### Text to read

%%

As of June 30, 2020, the Company recorded an estimate of $37 million for potential pre- and post-petition amounts owed to federal, state, local and international taxing authorities, net of expected refund claims.
Debtor Allocation Agreement
The Debtor Allocation Agreement, which became effective on the Effective Date, addresses the relationship among the Debtors and certain Affiliates with respect to consolidated federal/combined state/local income taxes for pre-petition and post-petition years. Pursuant to the DAA, any tax receivables or payables related to pre-petition, consolidated group taxes, including the IRS refund, are treated as allowed pre-petition claims between LBHI and other Debtors and LBHI-Controlled Entities and subject to set-off or recoupment.

%%

### Recorded data
%%

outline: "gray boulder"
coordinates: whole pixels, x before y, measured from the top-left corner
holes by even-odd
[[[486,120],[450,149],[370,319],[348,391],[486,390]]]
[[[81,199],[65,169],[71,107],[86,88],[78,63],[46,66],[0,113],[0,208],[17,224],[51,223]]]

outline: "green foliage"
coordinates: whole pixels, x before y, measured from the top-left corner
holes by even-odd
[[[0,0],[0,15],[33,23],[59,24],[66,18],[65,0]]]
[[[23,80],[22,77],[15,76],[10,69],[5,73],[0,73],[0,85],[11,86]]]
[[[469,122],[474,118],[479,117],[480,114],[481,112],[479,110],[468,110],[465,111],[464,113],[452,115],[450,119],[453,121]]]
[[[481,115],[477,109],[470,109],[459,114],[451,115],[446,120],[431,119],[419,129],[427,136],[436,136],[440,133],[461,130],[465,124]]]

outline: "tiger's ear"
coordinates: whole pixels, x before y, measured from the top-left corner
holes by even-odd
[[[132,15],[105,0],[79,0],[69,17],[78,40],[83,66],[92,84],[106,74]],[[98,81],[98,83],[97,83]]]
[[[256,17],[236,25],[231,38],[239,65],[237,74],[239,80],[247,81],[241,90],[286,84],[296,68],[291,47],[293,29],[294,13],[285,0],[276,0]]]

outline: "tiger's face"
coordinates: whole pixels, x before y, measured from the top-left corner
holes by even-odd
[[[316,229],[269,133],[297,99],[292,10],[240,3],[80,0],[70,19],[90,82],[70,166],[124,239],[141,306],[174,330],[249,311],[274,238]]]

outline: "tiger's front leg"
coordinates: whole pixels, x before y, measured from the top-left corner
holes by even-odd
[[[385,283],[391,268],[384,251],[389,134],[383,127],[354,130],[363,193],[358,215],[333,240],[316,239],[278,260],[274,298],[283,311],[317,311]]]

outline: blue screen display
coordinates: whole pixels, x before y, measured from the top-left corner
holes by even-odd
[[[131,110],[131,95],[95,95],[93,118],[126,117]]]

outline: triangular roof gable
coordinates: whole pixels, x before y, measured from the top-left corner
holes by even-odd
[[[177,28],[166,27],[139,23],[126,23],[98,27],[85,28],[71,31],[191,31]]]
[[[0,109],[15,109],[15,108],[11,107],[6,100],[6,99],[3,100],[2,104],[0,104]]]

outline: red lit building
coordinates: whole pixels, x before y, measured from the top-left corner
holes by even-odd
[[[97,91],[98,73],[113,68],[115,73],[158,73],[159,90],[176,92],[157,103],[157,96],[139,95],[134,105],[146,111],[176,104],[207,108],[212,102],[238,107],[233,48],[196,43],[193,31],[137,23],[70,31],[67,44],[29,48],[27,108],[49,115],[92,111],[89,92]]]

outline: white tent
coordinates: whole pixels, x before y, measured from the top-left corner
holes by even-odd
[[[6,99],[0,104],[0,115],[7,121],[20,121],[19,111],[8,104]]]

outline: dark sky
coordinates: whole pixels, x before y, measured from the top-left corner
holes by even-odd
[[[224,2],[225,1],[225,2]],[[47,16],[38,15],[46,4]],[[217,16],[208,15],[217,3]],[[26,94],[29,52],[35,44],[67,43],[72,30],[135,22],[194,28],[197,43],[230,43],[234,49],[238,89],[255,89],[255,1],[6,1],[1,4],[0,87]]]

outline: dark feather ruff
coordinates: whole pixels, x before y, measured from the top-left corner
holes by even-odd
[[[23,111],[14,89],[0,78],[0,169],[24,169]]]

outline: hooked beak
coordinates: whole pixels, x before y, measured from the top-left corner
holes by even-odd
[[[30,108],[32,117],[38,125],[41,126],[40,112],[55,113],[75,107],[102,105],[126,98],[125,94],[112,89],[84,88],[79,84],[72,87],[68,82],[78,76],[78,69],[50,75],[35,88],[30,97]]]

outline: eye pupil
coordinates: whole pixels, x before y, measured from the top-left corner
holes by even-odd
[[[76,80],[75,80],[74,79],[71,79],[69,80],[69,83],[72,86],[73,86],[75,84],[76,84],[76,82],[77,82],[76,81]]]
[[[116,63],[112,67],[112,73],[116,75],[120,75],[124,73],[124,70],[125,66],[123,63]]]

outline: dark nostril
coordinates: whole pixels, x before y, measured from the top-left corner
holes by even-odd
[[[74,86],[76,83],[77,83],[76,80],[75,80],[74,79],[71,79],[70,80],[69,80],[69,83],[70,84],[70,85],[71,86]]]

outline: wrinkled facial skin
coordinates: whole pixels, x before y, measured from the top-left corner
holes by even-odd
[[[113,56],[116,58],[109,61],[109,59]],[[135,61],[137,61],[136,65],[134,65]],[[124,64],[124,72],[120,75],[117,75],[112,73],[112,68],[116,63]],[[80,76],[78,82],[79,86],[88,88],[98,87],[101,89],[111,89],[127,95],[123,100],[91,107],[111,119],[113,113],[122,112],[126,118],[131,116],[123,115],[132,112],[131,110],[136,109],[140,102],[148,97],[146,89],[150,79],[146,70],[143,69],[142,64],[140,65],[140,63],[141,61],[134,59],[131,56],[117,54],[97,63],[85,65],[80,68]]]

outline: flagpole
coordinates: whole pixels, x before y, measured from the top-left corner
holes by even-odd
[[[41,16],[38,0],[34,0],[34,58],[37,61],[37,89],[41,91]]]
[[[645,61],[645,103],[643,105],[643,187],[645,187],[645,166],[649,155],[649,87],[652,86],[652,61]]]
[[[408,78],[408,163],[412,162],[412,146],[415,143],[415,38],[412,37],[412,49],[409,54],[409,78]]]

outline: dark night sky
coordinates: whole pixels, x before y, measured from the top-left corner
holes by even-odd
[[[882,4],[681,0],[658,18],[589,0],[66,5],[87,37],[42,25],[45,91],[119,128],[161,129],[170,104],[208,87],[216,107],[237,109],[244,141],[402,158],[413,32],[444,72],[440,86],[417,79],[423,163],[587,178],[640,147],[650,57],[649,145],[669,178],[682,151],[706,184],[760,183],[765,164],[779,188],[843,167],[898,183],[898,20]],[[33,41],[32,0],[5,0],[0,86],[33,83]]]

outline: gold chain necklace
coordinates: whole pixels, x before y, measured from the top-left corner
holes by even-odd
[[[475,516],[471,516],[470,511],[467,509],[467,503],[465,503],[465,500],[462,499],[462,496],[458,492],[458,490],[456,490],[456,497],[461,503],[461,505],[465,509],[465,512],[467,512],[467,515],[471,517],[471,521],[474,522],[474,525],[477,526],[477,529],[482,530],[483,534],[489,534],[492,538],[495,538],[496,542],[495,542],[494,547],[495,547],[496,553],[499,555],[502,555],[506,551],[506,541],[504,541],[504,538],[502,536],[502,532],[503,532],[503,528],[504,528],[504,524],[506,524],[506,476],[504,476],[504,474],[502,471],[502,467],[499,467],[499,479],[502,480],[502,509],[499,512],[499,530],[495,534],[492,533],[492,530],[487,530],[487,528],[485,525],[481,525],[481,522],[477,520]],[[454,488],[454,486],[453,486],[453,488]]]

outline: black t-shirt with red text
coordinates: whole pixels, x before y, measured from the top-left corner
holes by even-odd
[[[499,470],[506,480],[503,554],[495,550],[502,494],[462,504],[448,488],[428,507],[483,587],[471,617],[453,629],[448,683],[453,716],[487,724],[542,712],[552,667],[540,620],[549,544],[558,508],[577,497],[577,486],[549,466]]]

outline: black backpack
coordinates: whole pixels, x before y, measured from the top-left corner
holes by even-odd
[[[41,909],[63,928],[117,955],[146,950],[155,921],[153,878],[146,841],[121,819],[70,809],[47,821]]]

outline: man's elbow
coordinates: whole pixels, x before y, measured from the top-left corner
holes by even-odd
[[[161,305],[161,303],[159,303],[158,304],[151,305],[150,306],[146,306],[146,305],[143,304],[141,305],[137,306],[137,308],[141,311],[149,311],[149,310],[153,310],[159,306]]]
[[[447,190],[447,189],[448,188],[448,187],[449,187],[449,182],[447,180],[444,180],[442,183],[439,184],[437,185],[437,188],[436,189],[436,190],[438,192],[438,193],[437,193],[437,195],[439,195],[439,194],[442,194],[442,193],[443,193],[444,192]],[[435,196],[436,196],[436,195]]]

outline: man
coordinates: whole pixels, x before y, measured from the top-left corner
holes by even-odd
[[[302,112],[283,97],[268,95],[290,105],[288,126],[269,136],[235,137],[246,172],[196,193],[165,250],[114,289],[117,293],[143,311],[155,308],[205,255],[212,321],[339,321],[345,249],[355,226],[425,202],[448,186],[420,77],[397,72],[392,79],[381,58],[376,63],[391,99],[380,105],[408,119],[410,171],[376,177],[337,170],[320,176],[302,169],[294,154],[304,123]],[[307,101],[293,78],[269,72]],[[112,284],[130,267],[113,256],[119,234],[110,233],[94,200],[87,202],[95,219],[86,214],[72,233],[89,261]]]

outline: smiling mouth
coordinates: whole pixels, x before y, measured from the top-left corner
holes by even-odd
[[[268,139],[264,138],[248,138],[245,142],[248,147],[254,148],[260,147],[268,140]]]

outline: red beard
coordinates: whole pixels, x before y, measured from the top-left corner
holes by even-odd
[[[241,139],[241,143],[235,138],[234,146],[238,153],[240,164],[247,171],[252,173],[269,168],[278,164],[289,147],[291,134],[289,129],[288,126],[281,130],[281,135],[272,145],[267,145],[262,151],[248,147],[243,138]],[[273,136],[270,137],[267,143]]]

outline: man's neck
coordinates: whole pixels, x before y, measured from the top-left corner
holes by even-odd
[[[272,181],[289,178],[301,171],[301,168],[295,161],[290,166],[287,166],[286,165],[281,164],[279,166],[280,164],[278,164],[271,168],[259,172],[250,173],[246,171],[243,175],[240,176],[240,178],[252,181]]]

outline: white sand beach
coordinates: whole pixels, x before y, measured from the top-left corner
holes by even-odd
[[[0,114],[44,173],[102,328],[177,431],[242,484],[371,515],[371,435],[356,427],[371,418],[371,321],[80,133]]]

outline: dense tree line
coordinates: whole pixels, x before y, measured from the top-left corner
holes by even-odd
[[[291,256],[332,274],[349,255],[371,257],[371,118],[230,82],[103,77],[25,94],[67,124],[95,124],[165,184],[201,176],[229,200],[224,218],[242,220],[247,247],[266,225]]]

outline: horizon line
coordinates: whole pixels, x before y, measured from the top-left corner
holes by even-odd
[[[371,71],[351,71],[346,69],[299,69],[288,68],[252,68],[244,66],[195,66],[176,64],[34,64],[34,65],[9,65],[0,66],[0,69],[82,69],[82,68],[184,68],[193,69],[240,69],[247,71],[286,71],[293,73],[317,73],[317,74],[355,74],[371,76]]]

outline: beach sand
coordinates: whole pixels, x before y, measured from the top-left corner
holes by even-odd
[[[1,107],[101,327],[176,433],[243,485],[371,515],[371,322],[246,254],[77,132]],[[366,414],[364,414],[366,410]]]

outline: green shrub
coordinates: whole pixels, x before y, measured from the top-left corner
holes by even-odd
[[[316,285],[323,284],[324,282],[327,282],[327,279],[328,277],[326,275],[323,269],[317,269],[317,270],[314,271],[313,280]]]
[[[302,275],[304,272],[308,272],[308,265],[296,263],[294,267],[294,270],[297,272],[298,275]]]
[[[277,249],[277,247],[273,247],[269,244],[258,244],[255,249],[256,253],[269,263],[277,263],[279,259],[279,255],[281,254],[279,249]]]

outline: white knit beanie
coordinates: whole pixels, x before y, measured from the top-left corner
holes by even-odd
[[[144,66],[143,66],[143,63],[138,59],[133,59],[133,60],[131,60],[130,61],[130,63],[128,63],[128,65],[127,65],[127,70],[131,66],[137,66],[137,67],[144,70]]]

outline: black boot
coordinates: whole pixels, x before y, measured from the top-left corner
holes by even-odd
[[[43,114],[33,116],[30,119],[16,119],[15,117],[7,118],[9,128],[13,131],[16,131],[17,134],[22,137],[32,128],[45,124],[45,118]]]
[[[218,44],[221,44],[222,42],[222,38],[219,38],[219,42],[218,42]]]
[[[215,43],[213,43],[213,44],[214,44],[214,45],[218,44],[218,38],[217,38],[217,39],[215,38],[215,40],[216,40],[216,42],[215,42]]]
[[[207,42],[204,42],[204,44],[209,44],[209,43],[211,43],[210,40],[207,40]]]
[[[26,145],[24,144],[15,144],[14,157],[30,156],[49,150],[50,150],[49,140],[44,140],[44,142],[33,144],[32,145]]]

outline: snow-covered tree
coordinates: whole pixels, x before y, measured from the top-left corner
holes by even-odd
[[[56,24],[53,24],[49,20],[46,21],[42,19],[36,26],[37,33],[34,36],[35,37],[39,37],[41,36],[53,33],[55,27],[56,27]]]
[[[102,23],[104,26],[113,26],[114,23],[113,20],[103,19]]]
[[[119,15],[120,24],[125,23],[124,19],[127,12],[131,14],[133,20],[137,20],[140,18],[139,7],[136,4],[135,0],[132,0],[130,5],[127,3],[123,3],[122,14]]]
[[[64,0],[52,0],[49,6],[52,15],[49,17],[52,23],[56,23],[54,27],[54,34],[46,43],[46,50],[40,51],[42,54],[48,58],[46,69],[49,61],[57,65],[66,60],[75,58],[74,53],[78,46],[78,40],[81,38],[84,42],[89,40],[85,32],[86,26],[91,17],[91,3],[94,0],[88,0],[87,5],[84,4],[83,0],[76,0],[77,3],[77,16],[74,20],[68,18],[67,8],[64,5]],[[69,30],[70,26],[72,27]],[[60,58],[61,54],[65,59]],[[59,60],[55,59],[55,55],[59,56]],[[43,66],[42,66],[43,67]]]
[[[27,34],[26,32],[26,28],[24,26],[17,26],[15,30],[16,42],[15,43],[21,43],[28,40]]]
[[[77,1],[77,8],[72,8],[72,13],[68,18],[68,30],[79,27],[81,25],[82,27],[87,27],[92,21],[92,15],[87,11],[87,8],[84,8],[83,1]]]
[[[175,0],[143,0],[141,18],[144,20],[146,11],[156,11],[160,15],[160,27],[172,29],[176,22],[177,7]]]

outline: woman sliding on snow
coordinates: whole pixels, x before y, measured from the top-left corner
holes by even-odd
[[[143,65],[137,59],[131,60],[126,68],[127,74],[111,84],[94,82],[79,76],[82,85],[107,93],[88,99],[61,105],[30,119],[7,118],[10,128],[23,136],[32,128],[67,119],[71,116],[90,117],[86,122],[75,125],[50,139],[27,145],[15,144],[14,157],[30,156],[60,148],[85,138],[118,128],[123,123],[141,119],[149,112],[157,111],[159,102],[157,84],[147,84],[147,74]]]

%%

### Goal of the exercise
From the text on the Debtor Allocation Agreement, quote the words from "As of June 30, 2020, the" to "expected refund claims.".

### Correct result
As of June 30, 2020, the Company recorded an estimate of $37 million for potential pre- and post-petition amounts owed to federal, state, local and international taxing authorities, net of expected refund claims.